▶ DIRECTION
Print the lines of the data below without any changes, starting at the line that contains "Mark the region of each instance of the pink" and ending at the last line of the data, including both of those lines.
# # # # #
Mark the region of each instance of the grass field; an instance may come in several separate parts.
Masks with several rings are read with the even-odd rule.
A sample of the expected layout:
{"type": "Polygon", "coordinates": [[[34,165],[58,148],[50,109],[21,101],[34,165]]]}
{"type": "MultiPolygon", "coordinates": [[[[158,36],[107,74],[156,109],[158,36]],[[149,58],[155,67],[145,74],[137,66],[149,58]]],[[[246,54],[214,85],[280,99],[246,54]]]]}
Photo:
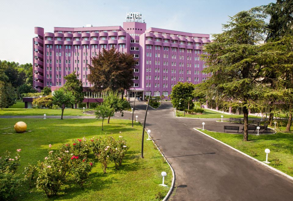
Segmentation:
{"type": "MultiPolygon", "coordinates": [[[[107,173],[103,174],[100,164],[96,161],[89,174],[89,182],[87,183],[84,190],[77,186],[66,189],[63,187],[58,195],[52,199],[151,200],[156,200],[156,195],[158,192],[165,195],[171,186],[172,172],[152,142],[145,140],[147,135],[145,135],[144,158],[140,158],[141,125],[136,123],[132,128],[130,121],[111,119],[110,124],[104,124],[102,132],[101,123],[101,120],[93,119],[0,119],[0,153],[3,154],[8,150],[14,154],[16,149],[21,149],[21,165],[17,172],[22,177],[24,168],[29,163],[35,164],[39,160],[44,160],[49,144],[52,145],[51,149],[55,151],[59,146],[71,143],[72,139],[107,136],[117,139],[122,136],[127,140],[129,149],[120,169],[114,170],[114,164],[110,164],[107,173]],[[31,131],[16,133],[13,126],[19,121],[26,122],[27,131],[31,131]],[[169,188],[159,185],[162,182],[161,173],[163,171],[167,173],[165,182],[169,188]]],[[[27,185],[20,184],[15,197],[12,199],[47,199],[43,192],[35,189],[30,190],[27,185]]]]}
{"type": "Polygon", "coordinates": [[[16,103],[9,107],[9,108],[24,108],[24,102],[20,100],[16,100],[16,103]]]}
{"type": "Polygon", "coordinates": [[[202,132],[260,161],[266,160],[265,150],[269,149],[269,165],[293,176],[293,133],[250,135],[249,141],[245,142],[242,134],[202,132]]]}
{"type": "MultiPolygon", "coordinates": [[[[86,109],[85,111],[92,110],[93,109],[86,109]]],[[[64,110],[64,116],[87,116],[82,114],[83,109],[66,108],[64,110]]],[[[15,116],[43,116],[46,114],[47,116],[61,116],[61,109],[25,109],[24,108],[6,108],[0,110],[0,115],[15,116]]]]}

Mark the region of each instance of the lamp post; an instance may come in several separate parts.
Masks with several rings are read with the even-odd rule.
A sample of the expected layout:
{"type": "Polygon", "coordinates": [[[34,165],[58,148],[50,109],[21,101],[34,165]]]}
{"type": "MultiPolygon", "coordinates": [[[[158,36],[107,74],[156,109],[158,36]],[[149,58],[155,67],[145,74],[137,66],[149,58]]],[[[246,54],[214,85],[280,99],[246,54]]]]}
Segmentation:
{"type": "Polygon", "coordinates": [[[150,138],[150,130],[149,129],[147,130],[147,133],[149,134],[149,138],[146,139],[147,140],[151,140],[151,139],[150,138]]]}
{"type": "Polygon", "coordinates": [[[161,184],[160,184],[160,185],[163,186],[167,186],[167,185],[164,184],[164,182],[165,181],[165,177],[167,175],[167,173],[166,173],[166,172],[162,172],[161,174],[163,176],[163,182],[161,184]]]}
{"type": "Polygon", "coordinates": [[[257,129],[257,136],[259,136],[259,129],[260,129],[260,127],[259,126],[258,126],[256,127],[256,129],[257,129]]]}
{"type": "Polygon", "coordinates": [[[134,102],[133,103],[133,107],[132,108],[131,108],[131,109],[132,110],[132,127],[133,127],[133,113],[134,112],[134,106],[135,105],[135,99],[136,99],[136,93],[137,92],[135,92],[135,93],[134,94],[134,102]]]}
{"type": "Polygon", "coordinates": [[[269,164],[270,163],[268,161],[268,154],[269,153],[271,152],[271,151],[269,150],[268,149],[266,149],[265,150],[265,152],[266,152],[266,161],[263,161],[264,163],[266,163],[269,164]]]}
{"type": "Polygon", "coordinates": [[[150,94],[149,97],[149,100],[147,101],[147,105],[146,106],[146,115],[144,116],[144,122],[143,122],[143,135],[142,136],[141,139],[141,157],[143,158],[143,138],[144,137],[144,128],[146,126],[146,114],[147,114],[147,108],[149,108],[149,104],[150,104],[150,98],[152,95],[152,92],[150,92],[150,94]]]}

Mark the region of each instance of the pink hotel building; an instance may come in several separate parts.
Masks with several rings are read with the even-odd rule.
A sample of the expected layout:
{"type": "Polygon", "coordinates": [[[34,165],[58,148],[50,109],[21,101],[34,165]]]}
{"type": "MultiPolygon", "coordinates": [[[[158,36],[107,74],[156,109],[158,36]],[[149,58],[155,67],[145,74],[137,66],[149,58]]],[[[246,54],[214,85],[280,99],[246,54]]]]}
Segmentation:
# # # # #
▶ RESULT OF THIS EXERCISE
Mark the region of each instance of the pink hotel building; an instance may come in several separate parts.
Masks with several rings are read with the even-odd rule.
A sample of the expected layout:
{"type": "Polygon", "coordinates": [[[34,165],[58,148],[50,109],[21,101],[34,165]]]}
{"type": "MultiPolygon", "coordinates": [[[[158,36],[107,74],[156,109],[158,36]],[[149,58],[155,67],[145,74],[137,66],[149,58]]],[[[246,54],[214,85],[280,99],[246,54]]]]}
Segmentation:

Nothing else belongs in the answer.